EXERCISE AIM: Pull out every line in the rows below that contains the string "bush".
--- Start of PROVIDED ENTRIES ---
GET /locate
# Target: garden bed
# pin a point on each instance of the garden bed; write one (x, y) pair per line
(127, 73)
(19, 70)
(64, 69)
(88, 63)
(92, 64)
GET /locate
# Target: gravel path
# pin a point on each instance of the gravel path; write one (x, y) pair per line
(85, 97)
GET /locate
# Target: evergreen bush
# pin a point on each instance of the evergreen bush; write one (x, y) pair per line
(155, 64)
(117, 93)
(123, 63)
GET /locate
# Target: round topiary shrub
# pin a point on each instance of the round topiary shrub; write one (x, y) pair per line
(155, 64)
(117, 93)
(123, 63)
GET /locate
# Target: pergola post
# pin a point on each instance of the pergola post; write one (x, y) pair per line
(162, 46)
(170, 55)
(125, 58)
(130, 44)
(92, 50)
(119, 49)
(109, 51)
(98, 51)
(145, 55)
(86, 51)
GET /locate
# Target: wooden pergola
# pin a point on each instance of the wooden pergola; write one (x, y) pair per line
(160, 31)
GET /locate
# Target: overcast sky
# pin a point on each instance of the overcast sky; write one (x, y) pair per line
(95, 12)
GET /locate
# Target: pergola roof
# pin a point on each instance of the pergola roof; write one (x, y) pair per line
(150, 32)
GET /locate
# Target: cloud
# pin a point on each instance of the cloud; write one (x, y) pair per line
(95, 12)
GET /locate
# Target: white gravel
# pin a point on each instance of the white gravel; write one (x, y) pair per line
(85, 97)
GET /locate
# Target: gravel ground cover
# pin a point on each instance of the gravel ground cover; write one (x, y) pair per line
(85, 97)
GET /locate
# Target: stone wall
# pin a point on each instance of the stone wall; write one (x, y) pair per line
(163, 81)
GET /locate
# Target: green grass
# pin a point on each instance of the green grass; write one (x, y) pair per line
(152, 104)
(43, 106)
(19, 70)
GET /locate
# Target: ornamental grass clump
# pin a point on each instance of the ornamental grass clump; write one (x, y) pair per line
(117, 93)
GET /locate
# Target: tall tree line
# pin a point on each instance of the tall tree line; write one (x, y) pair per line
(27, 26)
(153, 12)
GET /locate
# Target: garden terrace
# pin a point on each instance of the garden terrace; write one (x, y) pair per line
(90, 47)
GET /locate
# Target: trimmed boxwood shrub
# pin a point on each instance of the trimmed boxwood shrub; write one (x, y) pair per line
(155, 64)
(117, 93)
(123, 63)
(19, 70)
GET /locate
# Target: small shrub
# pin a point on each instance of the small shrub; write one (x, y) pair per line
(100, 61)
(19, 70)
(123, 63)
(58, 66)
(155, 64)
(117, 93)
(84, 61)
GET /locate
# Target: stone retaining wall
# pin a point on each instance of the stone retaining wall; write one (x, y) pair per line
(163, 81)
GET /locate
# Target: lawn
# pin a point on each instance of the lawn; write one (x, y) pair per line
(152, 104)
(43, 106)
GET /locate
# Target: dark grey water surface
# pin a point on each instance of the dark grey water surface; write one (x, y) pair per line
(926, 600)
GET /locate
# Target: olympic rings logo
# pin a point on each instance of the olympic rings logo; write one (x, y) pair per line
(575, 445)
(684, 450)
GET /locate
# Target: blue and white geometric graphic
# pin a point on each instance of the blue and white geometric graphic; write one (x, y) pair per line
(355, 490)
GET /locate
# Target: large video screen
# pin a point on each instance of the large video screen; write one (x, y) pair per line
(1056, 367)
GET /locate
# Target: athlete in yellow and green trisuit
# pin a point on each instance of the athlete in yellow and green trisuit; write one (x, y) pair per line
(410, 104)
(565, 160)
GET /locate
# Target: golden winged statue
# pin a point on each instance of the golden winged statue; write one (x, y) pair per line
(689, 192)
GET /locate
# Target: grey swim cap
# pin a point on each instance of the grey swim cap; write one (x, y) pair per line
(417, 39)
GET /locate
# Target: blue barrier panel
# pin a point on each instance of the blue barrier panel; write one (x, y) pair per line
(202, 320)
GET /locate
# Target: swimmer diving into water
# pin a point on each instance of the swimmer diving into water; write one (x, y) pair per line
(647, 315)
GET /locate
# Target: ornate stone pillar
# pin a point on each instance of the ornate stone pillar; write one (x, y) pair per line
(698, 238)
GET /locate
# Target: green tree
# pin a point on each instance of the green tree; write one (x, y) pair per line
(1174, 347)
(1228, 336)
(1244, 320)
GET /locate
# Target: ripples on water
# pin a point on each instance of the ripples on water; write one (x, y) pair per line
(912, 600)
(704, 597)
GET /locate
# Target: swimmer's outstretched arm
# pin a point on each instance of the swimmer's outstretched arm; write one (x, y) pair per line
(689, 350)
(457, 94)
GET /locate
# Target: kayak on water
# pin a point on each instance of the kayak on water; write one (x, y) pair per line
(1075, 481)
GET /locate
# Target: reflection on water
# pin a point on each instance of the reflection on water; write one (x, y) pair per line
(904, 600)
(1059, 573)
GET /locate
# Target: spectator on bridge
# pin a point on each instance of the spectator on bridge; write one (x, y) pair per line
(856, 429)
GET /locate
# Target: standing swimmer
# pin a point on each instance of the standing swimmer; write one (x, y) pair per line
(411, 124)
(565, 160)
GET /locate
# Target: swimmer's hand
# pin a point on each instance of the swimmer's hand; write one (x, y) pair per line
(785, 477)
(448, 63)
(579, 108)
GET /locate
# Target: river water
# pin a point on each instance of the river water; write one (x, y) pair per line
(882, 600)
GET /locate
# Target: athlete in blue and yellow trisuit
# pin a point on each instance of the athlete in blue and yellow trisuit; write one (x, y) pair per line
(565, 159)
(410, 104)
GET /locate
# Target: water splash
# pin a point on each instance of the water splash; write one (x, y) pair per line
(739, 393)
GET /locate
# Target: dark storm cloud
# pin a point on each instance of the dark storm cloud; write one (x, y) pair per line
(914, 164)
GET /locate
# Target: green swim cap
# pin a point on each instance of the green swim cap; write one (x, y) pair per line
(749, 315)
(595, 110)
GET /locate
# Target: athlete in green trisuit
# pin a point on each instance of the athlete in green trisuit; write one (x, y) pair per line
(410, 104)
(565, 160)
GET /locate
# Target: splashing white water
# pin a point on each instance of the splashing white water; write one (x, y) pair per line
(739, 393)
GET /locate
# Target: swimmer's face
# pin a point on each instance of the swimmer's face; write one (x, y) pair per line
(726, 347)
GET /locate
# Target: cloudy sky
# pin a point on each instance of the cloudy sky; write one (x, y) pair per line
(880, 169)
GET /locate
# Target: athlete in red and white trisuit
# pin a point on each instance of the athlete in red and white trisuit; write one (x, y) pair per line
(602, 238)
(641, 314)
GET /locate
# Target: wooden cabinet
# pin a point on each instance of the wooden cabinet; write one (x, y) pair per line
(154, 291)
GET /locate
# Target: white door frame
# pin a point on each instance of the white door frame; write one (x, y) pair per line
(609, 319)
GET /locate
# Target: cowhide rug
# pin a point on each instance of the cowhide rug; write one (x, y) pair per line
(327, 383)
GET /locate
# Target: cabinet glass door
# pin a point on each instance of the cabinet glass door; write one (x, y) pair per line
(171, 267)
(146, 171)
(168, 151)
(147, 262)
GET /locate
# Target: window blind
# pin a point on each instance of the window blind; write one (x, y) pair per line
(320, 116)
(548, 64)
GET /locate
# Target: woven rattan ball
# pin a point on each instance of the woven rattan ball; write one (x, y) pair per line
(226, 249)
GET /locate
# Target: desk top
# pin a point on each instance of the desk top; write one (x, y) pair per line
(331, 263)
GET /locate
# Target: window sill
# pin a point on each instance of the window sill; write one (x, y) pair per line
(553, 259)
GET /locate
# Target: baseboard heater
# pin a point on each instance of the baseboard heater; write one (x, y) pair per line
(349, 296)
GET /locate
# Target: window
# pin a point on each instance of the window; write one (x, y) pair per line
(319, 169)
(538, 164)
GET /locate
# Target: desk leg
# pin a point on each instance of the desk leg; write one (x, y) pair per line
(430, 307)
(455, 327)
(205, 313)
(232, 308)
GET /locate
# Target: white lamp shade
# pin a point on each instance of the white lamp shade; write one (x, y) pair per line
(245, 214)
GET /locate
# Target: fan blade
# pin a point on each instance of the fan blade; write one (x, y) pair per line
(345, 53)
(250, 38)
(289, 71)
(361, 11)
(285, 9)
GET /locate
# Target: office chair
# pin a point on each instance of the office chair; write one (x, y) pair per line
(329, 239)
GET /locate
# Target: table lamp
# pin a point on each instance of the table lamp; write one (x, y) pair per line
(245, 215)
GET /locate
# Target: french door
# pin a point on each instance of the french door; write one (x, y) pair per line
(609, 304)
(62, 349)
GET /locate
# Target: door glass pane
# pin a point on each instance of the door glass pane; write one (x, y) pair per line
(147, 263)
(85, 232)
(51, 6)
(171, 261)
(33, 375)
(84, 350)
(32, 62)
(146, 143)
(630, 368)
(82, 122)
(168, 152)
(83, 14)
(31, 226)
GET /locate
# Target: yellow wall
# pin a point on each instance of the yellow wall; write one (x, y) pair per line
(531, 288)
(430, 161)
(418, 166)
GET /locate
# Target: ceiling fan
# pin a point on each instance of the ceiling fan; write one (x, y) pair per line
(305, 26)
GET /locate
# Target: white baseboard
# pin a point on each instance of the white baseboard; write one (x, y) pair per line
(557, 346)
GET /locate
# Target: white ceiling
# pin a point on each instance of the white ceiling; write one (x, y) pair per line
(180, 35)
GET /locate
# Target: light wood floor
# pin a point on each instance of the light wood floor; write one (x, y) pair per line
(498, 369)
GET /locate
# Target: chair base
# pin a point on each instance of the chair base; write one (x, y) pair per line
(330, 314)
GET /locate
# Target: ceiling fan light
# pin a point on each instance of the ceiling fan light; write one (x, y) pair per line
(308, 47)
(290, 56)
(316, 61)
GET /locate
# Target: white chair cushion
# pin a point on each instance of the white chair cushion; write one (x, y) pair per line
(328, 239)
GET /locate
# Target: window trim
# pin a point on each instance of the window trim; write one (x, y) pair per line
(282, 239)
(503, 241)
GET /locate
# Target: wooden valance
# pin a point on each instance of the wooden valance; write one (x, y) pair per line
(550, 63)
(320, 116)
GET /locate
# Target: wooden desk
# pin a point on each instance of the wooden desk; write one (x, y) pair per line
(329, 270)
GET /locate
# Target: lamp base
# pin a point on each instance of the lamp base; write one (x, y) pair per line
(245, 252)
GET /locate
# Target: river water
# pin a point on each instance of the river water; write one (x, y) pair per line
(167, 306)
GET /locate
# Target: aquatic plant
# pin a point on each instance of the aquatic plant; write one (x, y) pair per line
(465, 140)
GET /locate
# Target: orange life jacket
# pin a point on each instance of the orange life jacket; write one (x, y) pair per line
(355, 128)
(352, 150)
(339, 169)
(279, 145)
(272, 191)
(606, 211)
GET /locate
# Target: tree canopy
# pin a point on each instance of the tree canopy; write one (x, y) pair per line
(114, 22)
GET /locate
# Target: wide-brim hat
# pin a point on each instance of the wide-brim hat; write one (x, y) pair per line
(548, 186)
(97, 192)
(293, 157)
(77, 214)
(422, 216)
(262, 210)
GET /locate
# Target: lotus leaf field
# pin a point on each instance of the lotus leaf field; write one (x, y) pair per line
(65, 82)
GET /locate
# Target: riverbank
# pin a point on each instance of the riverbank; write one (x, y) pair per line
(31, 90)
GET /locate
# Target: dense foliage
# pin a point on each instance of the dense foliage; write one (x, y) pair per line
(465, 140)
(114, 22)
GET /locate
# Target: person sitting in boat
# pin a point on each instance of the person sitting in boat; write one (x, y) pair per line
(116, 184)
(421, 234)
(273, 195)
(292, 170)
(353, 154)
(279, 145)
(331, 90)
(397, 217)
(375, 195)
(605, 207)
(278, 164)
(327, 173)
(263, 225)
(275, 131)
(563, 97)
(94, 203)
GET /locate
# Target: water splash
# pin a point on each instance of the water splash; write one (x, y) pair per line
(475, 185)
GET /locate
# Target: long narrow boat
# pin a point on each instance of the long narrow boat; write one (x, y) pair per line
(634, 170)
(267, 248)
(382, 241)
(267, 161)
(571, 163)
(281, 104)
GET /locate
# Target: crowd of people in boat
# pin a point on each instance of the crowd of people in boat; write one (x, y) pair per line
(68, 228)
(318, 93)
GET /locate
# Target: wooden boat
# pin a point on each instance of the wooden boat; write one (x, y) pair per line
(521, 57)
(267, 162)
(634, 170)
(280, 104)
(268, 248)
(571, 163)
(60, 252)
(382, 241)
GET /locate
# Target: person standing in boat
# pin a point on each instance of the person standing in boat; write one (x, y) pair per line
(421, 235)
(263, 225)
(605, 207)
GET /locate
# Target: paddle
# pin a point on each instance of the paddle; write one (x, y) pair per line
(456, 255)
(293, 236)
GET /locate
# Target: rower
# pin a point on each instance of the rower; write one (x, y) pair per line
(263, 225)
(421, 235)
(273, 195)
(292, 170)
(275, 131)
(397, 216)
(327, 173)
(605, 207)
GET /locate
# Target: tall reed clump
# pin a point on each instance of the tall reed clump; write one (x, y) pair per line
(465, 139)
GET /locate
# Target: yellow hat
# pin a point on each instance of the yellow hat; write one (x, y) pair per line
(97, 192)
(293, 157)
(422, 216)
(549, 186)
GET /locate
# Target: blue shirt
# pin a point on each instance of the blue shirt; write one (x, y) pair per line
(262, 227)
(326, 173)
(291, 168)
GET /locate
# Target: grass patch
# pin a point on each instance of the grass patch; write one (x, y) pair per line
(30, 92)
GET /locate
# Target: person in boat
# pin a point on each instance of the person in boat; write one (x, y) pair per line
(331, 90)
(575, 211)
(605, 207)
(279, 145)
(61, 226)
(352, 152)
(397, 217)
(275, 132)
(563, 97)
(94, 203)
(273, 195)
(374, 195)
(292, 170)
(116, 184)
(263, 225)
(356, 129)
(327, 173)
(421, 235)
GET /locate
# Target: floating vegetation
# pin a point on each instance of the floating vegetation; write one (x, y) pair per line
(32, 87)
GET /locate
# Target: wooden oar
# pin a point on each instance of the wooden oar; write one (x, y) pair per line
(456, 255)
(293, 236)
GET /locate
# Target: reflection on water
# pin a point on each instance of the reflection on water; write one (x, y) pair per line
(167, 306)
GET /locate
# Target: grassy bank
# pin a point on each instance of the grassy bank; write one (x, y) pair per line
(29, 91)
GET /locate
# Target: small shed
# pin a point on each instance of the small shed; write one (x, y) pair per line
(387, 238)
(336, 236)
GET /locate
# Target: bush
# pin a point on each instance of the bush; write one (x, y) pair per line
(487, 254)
--- End of PROVIDED ENTRIES ---
TASK SOLUTION:
# Target: evergreen bush
# pin a point on each instance of the evergreen bush; write one (x, y) pair per line
# Target: bush
# pin a point on each instance of the bush; write one (x, y) pair per line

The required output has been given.